* GIVEN REQUEST
Transcribe only the part of the listing below that begins at the line containing "# test: point on every instance of the green foliage" and runs to its final line, keeping both ends.

* MATERIAL FOR THE TASK
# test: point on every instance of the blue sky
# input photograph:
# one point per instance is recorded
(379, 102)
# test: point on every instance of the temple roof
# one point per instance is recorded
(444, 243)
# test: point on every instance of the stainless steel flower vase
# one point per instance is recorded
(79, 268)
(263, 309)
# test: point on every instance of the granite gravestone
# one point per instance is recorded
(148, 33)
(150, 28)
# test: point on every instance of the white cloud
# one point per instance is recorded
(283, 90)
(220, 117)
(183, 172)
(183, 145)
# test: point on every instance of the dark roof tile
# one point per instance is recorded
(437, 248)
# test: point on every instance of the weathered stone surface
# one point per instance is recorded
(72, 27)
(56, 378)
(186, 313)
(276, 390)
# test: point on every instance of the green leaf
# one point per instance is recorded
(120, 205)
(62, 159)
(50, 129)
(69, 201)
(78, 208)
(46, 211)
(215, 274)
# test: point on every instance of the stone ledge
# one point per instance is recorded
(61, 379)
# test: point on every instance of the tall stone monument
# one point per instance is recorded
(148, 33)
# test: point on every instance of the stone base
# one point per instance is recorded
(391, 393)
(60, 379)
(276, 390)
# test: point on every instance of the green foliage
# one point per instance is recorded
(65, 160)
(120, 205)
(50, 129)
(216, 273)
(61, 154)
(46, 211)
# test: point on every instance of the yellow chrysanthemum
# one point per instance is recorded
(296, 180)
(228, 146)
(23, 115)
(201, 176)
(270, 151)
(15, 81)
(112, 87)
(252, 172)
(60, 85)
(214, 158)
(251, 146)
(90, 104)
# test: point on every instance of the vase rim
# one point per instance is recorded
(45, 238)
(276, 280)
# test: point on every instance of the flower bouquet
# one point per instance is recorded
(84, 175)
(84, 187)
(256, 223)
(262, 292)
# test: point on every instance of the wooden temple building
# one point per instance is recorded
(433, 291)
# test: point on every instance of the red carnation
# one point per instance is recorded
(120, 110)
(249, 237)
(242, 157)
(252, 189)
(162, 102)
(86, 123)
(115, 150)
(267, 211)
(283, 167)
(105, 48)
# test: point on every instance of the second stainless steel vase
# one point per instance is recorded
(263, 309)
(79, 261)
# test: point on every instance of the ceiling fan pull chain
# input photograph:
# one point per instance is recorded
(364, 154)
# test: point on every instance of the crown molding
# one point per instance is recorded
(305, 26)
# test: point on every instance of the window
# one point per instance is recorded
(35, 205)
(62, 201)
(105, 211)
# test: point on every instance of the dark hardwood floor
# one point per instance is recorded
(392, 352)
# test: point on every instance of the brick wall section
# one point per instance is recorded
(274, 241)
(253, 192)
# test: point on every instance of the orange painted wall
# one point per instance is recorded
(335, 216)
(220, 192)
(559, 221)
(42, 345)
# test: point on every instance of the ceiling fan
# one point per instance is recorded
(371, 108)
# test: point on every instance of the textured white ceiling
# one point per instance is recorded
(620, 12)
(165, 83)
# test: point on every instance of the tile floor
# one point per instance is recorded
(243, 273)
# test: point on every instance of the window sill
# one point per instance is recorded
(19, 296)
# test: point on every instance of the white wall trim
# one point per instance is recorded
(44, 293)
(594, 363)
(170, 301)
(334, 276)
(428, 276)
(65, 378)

* RIGHT ANSWER
# test: point on every instance of the green foliage
# one point per instance is recorded
(65, 160)
(120, 205)
(50, 129)
(216, 273)
(61, 154)
(46, 211)
# test: point on every instance of the yellow chrysanthemum
# one point per instance is recorded
(296, 180)
(228, 146)
(23, 115)
(201, 176)
(270, 151)
(15, 81)
(112, 87)
(252, 172)
(60, 85)
(214, 158)
(251, 146)
(90, 104)
# test: point on every instance of the vase rim
# one point per instance is recorded
(45, 238)
(276, 280)
# test: point on every instance of the flower bouquet
# one point per instance is recorded
(84, 175)
(84, 187)
(256, 223)
(262, 292)
# test: point on every instance of the wooden temple building
# one point per instance is recorded
(433, 291)
# test: point on every instance of the red carnation
# one point per instance is recorded
(120, 110)
(249, 237)
(242, 157)
(252, 189)
(162, 102)
(86, 123)
(115, 150)
(267, 211)
(283, 167)
(105, 48)
# test: point on every instance of the second stainless steel vase
# one point per instance is recorded
(263, 309)
(79, 261)
# test: point on every instance of the ceiling fan pull chain
# input photograph:
# one point per instance is recorded
(364, 154)
# test: point on every instance of the crown molding
# one point per instance is recorded
(305, 26)
# test: point on every instance of the window
# one point per instance is recorded
(35, 205)
(62, 201)
(105, 211)
# test: point on every instance of the dark hardwood floor
# one point per instance is recorded
(392, 352)
# test: point on every instance of the brick wall section
# one point per instance is recorded
(274, 241)
(253, 192)
# test: point on every instance of the orange painted wall
# one point per instance is recorded
(335, 216)
(220, 192)
(559, 221)
(42, 345)
# test: point on every instance of the ceiling fan
# one point per instance is recorded
(371, 108)
# test: point on every instance of the textured white ceiling
# one point per instance is recorded
(620, 12)
(165, 83)
# test: point on every instance of the tile floor
# one point per instance is recorded
(243, 273)
# test: point on every instance of the window sill
# one point per instance is recorded
(19, 296)
# test: point on every instance of the white wall trim
# one point per instance is recorded
(44, 293)
(594, 363)
(170, 301)
(334, 276)
(428, 276)
(65, 378)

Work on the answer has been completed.